__Problem details__:
Copy out every line of the entries that contains the word "window", matching case exactly.

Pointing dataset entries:
**********

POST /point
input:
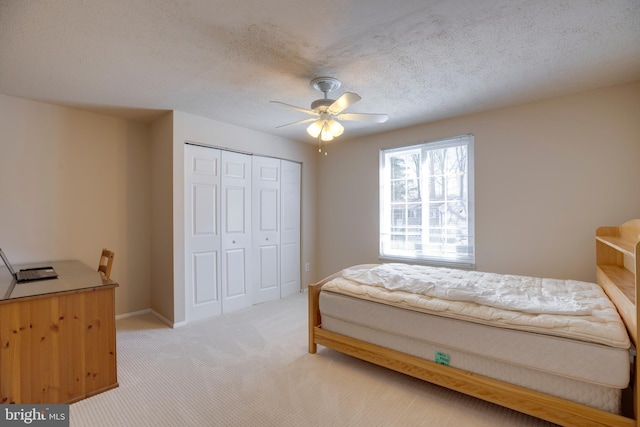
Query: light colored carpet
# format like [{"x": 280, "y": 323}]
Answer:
[{"x": 251, "y": 368}]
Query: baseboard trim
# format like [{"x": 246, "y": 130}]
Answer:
[{"x": 133, "y": 313}]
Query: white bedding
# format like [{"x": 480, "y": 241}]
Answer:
[{"x": 521, "y": 303}]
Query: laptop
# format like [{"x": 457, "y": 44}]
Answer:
[{"x": 29, "y": 274}]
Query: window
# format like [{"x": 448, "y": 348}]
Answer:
[{"x": 426, "y": 202}]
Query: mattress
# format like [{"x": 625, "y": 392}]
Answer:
[{"x": 585, "y": 372}]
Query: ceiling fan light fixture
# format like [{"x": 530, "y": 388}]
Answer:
[
  {"x": 326, "y": 134},
  {"x": 335, "y": 128},
  {"x": 315, "y": 128}
]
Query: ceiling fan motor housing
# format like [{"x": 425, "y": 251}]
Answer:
[{"x": 322, "y": 104}]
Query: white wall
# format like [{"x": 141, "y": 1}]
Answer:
[
  {"x": 187, "y": 127},
  {"x": 547, "y": 174},
  {"x": 71, "y": 183}
]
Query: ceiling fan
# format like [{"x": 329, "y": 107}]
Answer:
[{"x": 328, "y": 112}]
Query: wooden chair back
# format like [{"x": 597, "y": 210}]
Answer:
[{"x": 106, "y": 262}]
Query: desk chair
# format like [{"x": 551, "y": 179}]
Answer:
[{"x": 106, "y": 261}]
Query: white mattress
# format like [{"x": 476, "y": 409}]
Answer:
[{"x": 584, "y": 372}]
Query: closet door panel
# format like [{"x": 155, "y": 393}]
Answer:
[
  {"x": 266, "y": 228},
  {"x": 236, "y": 235},
  {"x": 290, "y": 224},
  {"x": 202, "y": 232}
]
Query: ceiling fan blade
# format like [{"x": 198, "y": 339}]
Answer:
[
  {"x": 303, "y": 110},
  {"x": 298, "y": 122},
  {"x": 363, "y": 117},
  {"x": 342, "y": 103}
]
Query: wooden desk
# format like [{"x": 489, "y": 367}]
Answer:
[{"x": 57, "y": 337}]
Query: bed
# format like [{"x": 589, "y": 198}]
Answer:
[{"x": 563, "y": 356}]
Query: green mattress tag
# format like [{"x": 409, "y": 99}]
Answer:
[{"x": 442, "y": 358}]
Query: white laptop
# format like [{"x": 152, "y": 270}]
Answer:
[{"x": 29, "y": 274}]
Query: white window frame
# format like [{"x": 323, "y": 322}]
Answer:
[{"x": 448, "y": 239}]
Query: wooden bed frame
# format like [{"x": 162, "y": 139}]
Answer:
[{"x": 534, "y": 403}]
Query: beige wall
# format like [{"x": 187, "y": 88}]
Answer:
[
  {"x": 547, "y": 174},
  {"x": 71, "y": 183},
  {"x": 187, "y": 127}
]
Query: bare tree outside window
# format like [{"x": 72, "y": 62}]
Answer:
[{"x": 426, "y": 202}]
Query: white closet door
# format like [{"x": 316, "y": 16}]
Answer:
[
  {"x": 236, "y": 231},
  {"x": 202, "y": 231},
  {"x": 266, "y": 229},
  {"x": 290, "y": 224}
]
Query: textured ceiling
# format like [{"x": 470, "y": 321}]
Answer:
[{"x": 415, "y": 60}]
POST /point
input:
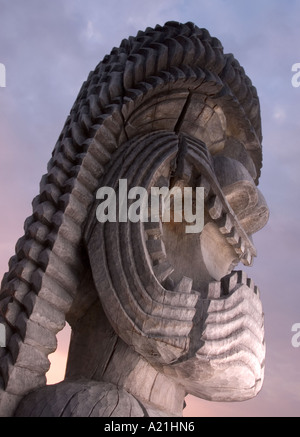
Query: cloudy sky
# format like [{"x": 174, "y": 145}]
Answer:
[{"x": 48, "y": 49}]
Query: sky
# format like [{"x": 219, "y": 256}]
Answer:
[{"x": 48, "y": 49}]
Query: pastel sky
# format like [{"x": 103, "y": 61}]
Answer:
[{"x": 48, "y": 49}]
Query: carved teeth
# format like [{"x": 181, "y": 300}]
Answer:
[
  {"x": 184, "y": 285},
  {"x": 233, "y": 237},
  {"x": 240, "y": 247},
  {"x": 247, "y": 259},
  {"x": 215, "y": 207},
  {"x": 225, "y": 224},
  {"x": 214, "y": 290}
]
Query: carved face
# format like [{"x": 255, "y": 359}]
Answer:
[{"x": 158, "y": 283}]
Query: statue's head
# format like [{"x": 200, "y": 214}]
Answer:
[
  {"x": 167, "y": 118},
  {"x": 191, "y": 144}
]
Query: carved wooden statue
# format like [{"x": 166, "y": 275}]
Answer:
[{"x": 156, "y": 312}]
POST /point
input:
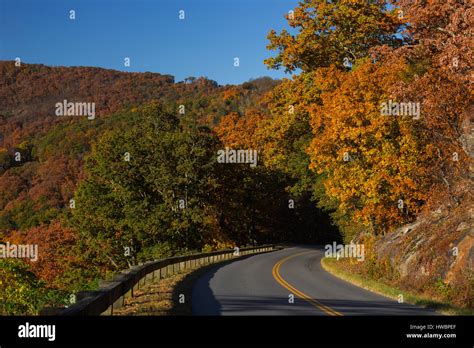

**********

__Completed task__:
Query: window
Query: white window frame
Query: bare tree outside window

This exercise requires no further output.